**About this exercise**
Reproduce the movie review below in its entirety, without any changes.

START Extract to read

Johhny Got His Gun Movie Review
Cast & Crew
Director : Dalton Trumbo
Producer : Bruce Campbell
Screenwriter : Dalton Trumbo
Starring : Timothy Bottoms, Jason Robards, Donald Sutherland, Kathy Fields, Marsha Hunt, Diane Varsi,
Dalton Trumbo's novel Johnny Got His Gun was first published in 1939. 32 years later it was made into a movie, which he wrote and directed. In 2009, it's finally available on DVD. Any questions about the movie's contemporary relevance are moot. Trumbo's motive is to capture the sheer monstrosity and hopelessness of war and the damage it does to a person's soul. Those themes aren't vanishing anytime soon.

END Extract to read
START Dataset

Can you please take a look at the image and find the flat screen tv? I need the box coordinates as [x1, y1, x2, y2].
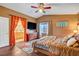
[27, 22, 36, 30]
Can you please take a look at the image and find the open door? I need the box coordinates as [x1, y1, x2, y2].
[0, 17, 9, 47]
[10, 15, 27, 47]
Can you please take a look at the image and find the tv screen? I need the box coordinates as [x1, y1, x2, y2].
[27, 22, 36, 30]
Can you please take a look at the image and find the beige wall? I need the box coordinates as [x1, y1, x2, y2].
[37, 14, 78, 37]
[0, 6, 36, 23]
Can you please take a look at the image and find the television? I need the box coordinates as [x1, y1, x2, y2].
[27, 22, 36, 30]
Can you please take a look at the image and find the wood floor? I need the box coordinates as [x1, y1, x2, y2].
[0, 47, 45, 56]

END Dataset

**Response area**
Johhny Got His Gun Movie Review
Cast & Crew
Director : Dalton Trumbo
Producer : Bruce Campbell
Screenwriter : Dalton Trumbo
Starring : Timothy Bottoms, Jason Robards, Donald Sutherland, Kathy Fields, Marsha Hunt, Diane Varsi,
Dalton Trumbo's novel Johnny Got His Gun was first published in 1939. 32 years later it was made into a movie, which he wrote and directed. In 2009, it's finally available on DVD. Any questions about the movie's contemporary relevance are moot. Trumbo's motive is to capture the sheer monstrosity and hopelessness of war and the damage it does to a person's soul. Those themes aren't vanishing anytime soon.